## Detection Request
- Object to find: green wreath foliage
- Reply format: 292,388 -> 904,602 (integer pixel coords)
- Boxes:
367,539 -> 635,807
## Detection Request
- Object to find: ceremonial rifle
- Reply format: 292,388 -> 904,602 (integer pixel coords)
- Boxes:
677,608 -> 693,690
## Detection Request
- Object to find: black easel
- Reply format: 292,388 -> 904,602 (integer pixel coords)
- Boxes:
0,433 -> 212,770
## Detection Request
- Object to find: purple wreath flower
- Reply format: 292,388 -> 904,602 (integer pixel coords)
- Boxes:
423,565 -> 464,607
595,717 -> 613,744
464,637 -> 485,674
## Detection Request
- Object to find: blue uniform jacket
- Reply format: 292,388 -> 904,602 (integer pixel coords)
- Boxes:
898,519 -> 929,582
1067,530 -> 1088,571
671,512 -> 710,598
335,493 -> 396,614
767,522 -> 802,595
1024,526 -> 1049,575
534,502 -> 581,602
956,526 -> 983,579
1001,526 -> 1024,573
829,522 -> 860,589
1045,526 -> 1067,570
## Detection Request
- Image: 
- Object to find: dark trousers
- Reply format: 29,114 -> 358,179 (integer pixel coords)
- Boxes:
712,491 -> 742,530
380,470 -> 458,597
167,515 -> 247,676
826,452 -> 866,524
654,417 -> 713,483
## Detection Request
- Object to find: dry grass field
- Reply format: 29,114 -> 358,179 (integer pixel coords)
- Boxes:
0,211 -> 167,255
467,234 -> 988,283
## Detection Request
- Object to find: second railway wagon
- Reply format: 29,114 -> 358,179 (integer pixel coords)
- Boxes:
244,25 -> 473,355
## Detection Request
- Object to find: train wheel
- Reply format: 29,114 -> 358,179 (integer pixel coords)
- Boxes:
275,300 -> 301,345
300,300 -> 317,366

• • • • •

> **TASK INSTRUCTIONS**
From the material above, pull out every line that contains the word "Object".

> **TASK SOLUTION**
- Object to find: green wreath foliage
- Object to find: ceremonial rifle
- Object to find: black easel
- Object to find: purple wreath flower
- Object to find: blue uniform jacket
- Object to find: dark trousers
- Object to find: dry grass field
- Object to find: second railway wagon
- Object to find: train wheel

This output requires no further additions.